++++ Passage choisi ++++

Alors que l’Afrique du Sud est entrée dans une quatrième vague qui progresse à un rythme « jamais vu » selon les autorités, les patients séropositifs annulent de nouveau leurs consultations de suivi, comme ils l’ont déjà fait à chaque vague depuis le début de la pandémie de Covid-19. « Dans les cliniques avec lesquelles nous travaillons, le nombre de personnes diagnostiquées positives au VIH a été divisé par deux. Le nombre de patients sous traitement a diminué aussi et le nombre de personnes qui ne viennent pas aux consultations augmente », explique la docteure Moyahabo Mabitsi, directrice exécutive de l’organisation sud-africaine Anova, qui accompagne le gouvernement dans le dépistage et la prise en charge du VIH au sein de plus de 500 cliniques.
Avec près de huit millions de personnes séropositives, l’Afrique du Sud est le premier foyer de l’épidémie de VIH au monde. Si près de cinq millions d’entre elles sont suivies efficacement et présentent une charge virale indétectable, au moins deux millions ne sont pas sous traitement et il est à craindre que le chiffre soit sous-estimé.
Dans une tribune publiée le 2 décembre dans la revue Nature, quatre scientifiques sud-africains, dont deux membres de l’équipe à l’origine de la découverte des variants Beta et Omicron, interpellent la communauté internationale sur le risque que pourrait faire peser sur l’évolution de la pandémie cette rupture dans l’accès aux soins des personnes atteintes par le VIH : « Ne pas combattre la pandémie à hauteur de l’urgence dans les pays à taux élevés de personnes infectées par le VIH à un stade avancé et insuffisamment traitées pourrait mener à l’émergence de variants du coronavirus SARS-CoV-2 plus transmissibles ou rendant les vaccins moins efficaces. »
L’hypothèse de l’infection prolongée chez les immunodéprimés
Un propos soigneusement dosé pour communiquer sur l’une des hypothèses les plus sensibles sur l’émergence brutale de variants hautement mutés. L’infection prolongée au SARS-CoV-2 chez les personnes immunodéprimées tant en raison d’un traitement par chimiothérapie anticancéreuse que par l’infection au VIH pourrait être en cause dans l’émergence du variant Alpha, découvert au Royaume-Uni en novembre 2020, du variant Beta, découvert en Afrique du Sud en octobre 2020, du variant Gamma, découvert à Manaus, au Brésil, en janvier, et maintenant, du variant Omicron.
Cosignataire de cette tribune, la professeure Koleka Mlisana, directrice exécutive du National Health Laboratory Service, le réseau d’analyses médicales public sud-africain, précise d’emblée que « les personnes séropositives qui suivent un traitement efficace et ne présentent pas de charge virale détectable réagissent au Covid-19 comme les autres ». Les choses semblent plus complexes chez les patients immunodéprimés, en raison d’une charge virale mal contrôlée faute d’un accès adéquat aux traitements antirétroviraux.

++++ Données affichées ++++

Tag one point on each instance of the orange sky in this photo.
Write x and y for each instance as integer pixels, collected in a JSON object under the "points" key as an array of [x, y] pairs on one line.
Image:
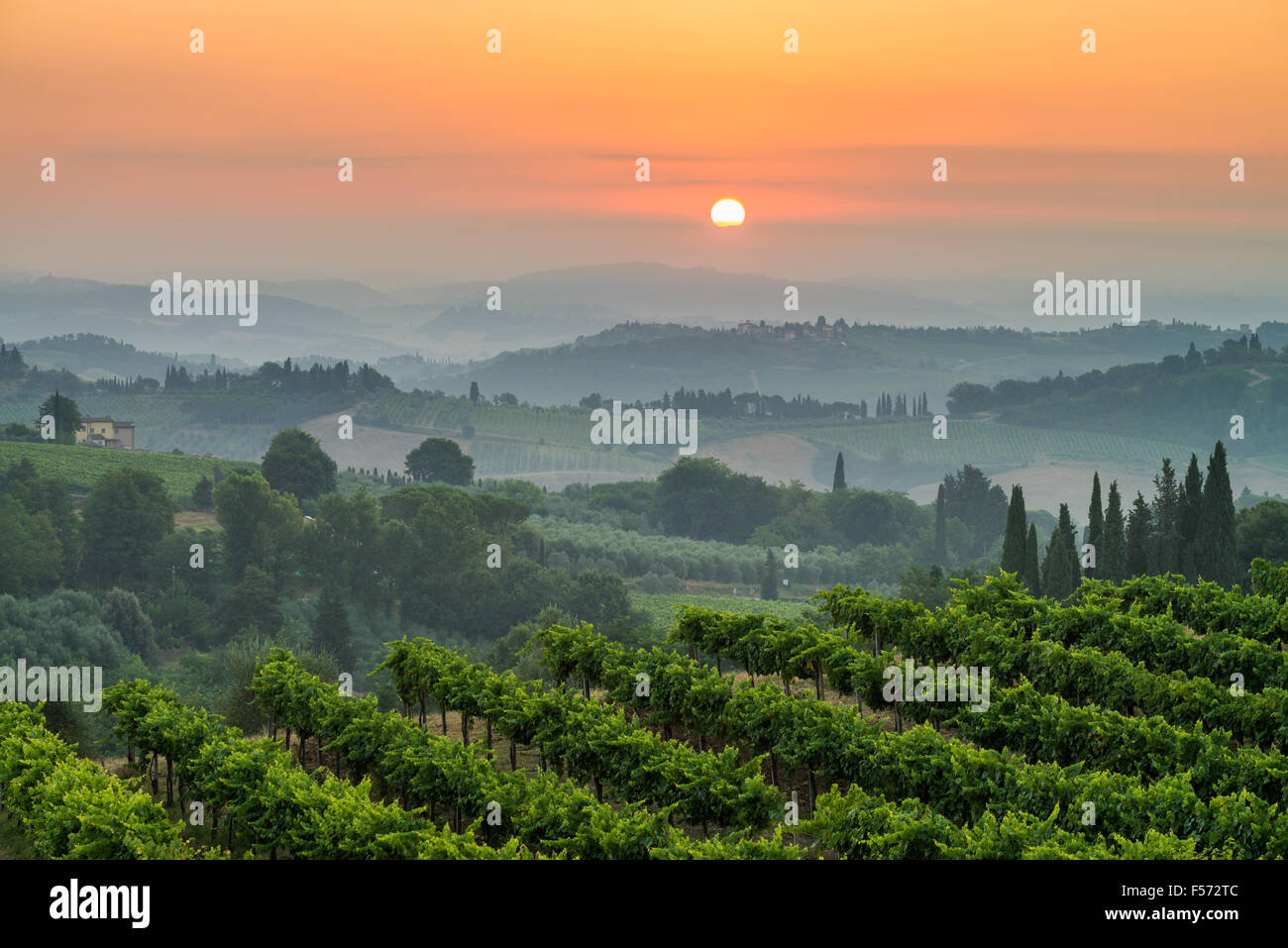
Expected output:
{"points": [[473, 165]]}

++++

*Consigne 1*
Résumez le passage choisi en deux phrases.
*Consigne 2*
Citez le passage choisi, s'il vous plaît, en commençant par « L’hypothèse de l’infection » et en allant jusqu'à « du variant Omicron. » inclus.

*Résultat 1*
En Afrique du Sud, premier foyer mondial de l'épidémie de VIH avec près de huit millions de personnes séropositives, les patients annulent de nouveau leurs consultations de suivi pendant la quatrième vague de Covid-19, et les nombres de diagnostics et de personnes sous traitement diminuent. Dans une tribune publiée dans la revue Nature, quatre scientifiques sud-africains avertissent que ne pas combattre la pandémie à hauteur de l'urgence dans les pays comptant beaucoup de personnes séropositives insuffisamment traitées pourrait mener à l'émergence de variants plus transmissibles ou rendant les vaccins moins efficaces.

*Résultat 2*
L’hypothèse de l’infection prolongée chez les immunodéprimés
Un propos soigneusement dosé pour communiquer sur l’une des hypothèses les plus sensibles sur l’émergence brutale de variants hautement mutés. L’infection prolongée au SARS-CoV-2 chez les personnes immunodéprimées tant en raison d’un traitement par chimiothérapie anticancéreuse que par l’infection au VIH pourrait être en cause dans l’émergence du variant Alpha, découvert au Royaume-Uni en novembre 2020, du variant Beta, découvert en Afrique du Sud en octobre 2020, du variant Gamma, découvert à Manaus, au Brésil, en janvier, et maintenant, du variant Omicron.